▶ **EXERCISE A**: According to the blog excerpt below, on what date will the writer be at Bilston Voices?

A lot of things have come together that make this the ideal time for another of my great career leaps. It isn't the first time but, given my age now, it may well be the last. If I stick at the next phase of my career for as long as I've stuck at this one then I'll be getting close to retirement by the time I'm finished.
Strange and exciting times, indeed.

Friday 21 January 2011

A River of Stones #21

The Big Sneeze

The man on the metro sneezed,
Reached into his battered duffle bag,
Pulled out a pillow case
And blew his nose.
Very odd.

Thursday 20 January 2011

A River of Stones #20

Jack Frost's Joke

Thin snow laced with diamond dust
Covers one side of one single road
On my route.
Jack Frost hides behind a chimney pot
And laughs at my bafflement.

Wednesday 19 January 2011

A River of Stones #19

Friends Left Behind

These books are my friends,
And when I leave here I shall leave them too.
They cannot come with me.
They will become fallen comrades.

Tuesday 18 January 2011

A River of Stones #18

Student response to a task about writing a letter to the council

He meant to write
We need more lights
In our street,
Thanks
But it seems he's more
Prepared for war
As what he wrote,
In his short note,
Was, "more light tanks".

Monday 17 January 2011

A River of Stones #17

Application form redux

Finger poised above the enter key.
An inch lower and it's done.
The form is sent
And all I can do is wait.

Sunday 16 January 2011

A River of Stones #16

On my way home

Thin rain penetrates my jacket;
Stings my hands and face;
But four pints of Blue Monkey ale
Warm me from the inside
And stop me caring.

Saturday 15 January 2011

A River of Stones #15

Revisiting old blog entries

Seeking an old blog to use in a reading
Becomes a kind of masturbation
As I re-read every one.
And find myself absorbed, but needing
Ever more self-congratulation
And read until the day is gone.

Forthcoming redux

I have dates now.

I'll be at City Voices in Wolverhampton on 12th April and at Bilston Voices on 26th May.

Forthcoming

As you know by now, I am leaving my job shortly and hope to be leaving the country to work overseas from August or September. This means that I am keen to get in as much performing as possible before I go. My Summer contract means that realistically I have up to mid-June to do this.
So I am hoping to appear at City Voices in April where I will be reading a specially written piece of travel prose, and at Bilston Voices in May where I will be doing a selection of my own favourites from among my poetry.

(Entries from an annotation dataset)
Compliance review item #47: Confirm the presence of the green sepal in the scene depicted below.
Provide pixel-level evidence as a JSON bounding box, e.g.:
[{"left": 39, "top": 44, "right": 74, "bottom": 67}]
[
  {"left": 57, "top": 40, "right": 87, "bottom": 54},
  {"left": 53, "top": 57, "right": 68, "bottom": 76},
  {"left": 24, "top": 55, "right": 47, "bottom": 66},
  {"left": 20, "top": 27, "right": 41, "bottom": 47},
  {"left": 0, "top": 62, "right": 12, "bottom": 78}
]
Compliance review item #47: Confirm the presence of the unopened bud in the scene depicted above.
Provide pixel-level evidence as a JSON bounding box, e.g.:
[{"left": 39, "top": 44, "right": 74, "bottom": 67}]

* * *

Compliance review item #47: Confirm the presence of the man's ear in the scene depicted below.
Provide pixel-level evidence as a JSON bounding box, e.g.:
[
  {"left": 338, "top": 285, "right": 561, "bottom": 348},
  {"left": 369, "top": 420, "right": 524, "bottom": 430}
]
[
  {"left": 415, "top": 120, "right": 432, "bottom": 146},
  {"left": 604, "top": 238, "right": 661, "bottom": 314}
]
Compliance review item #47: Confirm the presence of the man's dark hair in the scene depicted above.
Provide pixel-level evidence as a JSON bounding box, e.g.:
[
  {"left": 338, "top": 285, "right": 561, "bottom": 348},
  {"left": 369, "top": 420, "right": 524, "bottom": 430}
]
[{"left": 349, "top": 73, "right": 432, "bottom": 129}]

--

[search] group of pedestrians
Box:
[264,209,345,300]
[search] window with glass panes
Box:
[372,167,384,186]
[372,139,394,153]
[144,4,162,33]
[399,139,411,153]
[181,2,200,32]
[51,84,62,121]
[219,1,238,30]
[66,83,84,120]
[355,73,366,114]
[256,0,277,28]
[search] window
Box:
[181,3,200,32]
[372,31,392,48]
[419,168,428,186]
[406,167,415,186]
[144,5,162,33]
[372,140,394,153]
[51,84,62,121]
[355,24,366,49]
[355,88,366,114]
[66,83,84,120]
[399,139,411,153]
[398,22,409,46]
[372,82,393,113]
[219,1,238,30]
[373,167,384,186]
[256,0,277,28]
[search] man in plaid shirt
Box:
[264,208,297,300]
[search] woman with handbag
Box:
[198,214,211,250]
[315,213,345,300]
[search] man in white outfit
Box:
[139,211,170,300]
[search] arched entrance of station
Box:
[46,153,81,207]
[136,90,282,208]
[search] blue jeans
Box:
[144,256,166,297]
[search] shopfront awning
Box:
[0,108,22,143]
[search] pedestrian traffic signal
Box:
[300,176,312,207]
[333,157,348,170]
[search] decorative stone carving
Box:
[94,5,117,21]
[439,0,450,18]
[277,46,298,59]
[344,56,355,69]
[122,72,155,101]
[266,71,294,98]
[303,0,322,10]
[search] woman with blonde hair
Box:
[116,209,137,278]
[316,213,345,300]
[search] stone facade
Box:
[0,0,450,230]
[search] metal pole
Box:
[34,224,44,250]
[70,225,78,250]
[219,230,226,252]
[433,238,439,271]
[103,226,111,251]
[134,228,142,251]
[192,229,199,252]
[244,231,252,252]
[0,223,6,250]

▶ **EXERCISE B**: Please extract every line of the records above that contains the string "window". Case counts.

▶ **WORKED ANSWER A**: 26th May.

▶ **WORKED ANSWER B**:
[search] window with glass panes
[search] window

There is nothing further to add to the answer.